** start SUPPLIED MATERIAL **

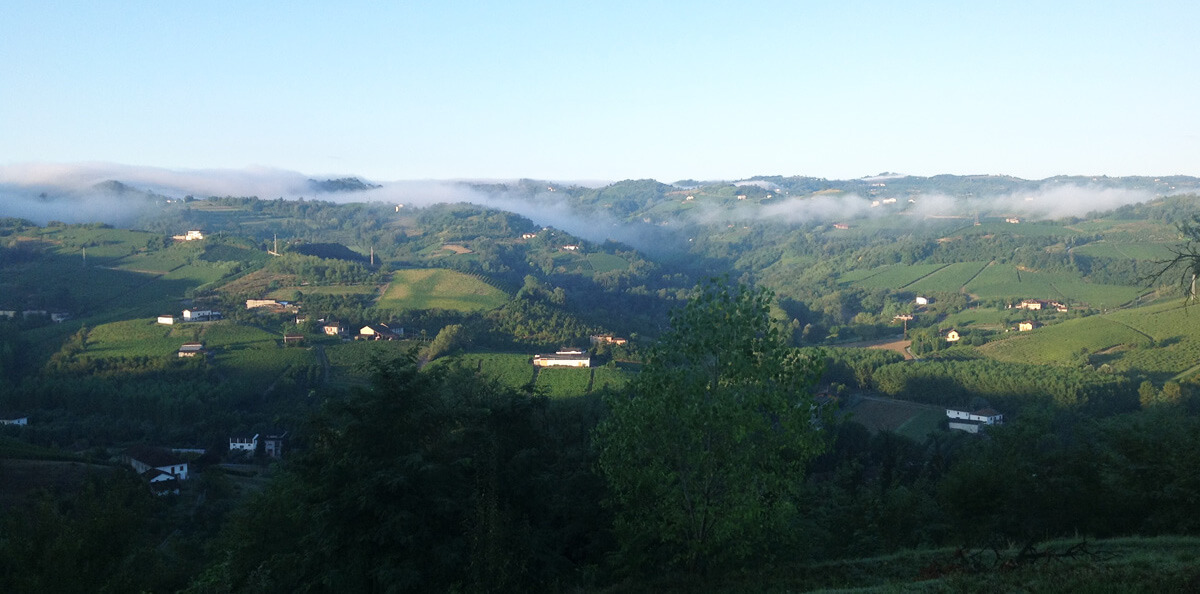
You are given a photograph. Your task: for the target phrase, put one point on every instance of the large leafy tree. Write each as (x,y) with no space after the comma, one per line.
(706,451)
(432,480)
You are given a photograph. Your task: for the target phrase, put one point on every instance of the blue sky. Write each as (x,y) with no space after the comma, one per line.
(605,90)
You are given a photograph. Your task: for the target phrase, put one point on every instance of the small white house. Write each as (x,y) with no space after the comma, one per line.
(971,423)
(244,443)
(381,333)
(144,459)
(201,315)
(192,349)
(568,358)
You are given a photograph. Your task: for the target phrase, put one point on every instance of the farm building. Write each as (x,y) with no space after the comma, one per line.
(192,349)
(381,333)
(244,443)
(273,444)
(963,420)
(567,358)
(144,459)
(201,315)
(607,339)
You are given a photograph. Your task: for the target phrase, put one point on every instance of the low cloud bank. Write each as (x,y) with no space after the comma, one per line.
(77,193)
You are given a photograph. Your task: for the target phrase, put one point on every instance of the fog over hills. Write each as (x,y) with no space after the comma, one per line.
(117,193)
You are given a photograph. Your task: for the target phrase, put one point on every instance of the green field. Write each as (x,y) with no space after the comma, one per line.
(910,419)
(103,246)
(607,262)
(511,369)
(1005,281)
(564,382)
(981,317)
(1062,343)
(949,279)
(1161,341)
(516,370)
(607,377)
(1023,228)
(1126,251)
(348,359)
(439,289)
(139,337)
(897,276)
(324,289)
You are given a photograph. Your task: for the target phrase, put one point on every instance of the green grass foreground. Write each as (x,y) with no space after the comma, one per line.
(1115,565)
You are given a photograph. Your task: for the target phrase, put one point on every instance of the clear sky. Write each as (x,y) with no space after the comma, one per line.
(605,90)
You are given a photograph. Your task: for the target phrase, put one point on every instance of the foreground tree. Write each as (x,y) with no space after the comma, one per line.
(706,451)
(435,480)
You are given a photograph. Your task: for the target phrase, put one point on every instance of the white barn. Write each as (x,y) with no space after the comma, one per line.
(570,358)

** end SUPPLIED MATERIAL **
** start SUPPLIED MATERIAL **

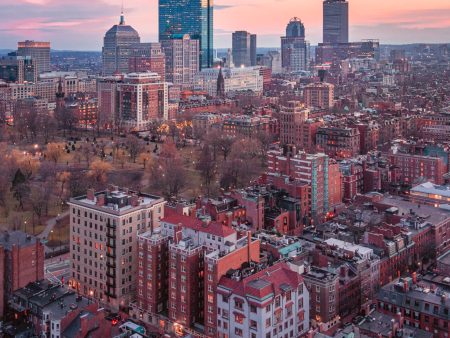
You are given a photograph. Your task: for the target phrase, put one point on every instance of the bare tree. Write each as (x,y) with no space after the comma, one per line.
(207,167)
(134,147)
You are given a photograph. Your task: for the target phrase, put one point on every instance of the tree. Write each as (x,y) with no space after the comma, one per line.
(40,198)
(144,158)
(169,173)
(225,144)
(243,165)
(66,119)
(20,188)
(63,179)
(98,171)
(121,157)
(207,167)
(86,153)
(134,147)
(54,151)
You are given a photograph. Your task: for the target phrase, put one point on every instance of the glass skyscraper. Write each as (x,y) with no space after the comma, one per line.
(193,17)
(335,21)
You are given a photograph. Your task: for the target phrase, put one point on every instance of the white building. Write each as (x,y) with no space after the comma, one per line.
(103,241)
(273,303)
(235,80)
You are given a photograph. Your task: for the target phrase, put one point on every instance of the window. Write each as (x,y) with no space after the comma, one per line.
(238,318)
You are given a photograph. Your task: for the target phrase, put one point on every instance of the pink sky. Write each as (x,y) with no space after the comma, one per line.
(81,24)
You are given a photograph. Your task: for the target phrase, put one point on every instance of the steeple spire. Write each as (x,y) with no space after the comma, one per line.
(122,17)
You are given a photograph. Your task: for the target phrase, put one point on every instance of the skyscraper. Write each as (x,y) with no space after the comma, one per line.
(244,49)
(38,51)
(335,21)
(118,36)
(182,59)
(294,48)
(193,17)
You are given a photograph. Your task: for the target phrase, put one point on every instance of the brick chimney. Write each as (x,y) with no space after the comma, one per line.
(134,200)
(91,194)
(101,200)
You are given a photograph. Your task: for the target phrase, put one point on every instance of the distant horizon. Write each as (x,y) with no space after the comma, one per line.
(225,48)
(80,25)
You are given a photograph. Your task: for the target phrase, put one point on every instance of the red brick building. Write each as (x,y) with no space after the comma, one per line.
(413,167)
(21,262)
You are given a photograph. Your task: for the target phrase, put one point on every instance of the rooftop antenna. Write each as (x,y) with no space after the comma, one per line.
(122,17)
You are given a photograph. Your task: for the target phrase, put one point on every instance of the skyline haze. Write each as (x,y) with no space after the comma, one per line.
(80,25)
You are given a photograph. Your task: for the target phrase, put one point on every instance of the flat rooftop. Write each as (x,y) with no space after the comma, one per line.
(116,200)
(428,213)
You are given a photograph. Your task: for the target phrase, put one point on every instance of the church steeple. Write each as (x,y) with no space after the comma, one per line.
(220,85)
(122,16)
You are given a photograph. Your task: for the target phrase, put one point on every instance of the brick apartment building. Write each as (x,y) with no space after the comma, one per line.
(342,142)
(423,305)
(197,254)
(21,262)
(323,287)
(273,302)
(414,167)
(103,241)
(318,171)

** end SUPPLIED MATERIAL **

» **YOUR OBJECTIVE**:
Which lines in the material above contain the word "tree"? Pull out each of those lines in full, counting only matches with the same capitalization.

» **RESULT OF THE EXERCISE**:
You are given a photograph. Your task: for the target phrase, put one point on every instance of the large leafy tree. Write each as (x,y) with no space after the comma, one per line.
You are given a photograph. Your task: for the target phrase, put one point on every instance of the foreground tree. Write each as (x,y) with no space after the comma, one per line.
You are given a photograph. Your task: for the target phrase, put one point on every instance of the bare tree. Write each as (x,y) with no space after the comma, one per line.
You are given a photograph. Your task: for the target phrase, put one point on every instance of the tree. Write each as (x,y) with no space after the comma, one per line.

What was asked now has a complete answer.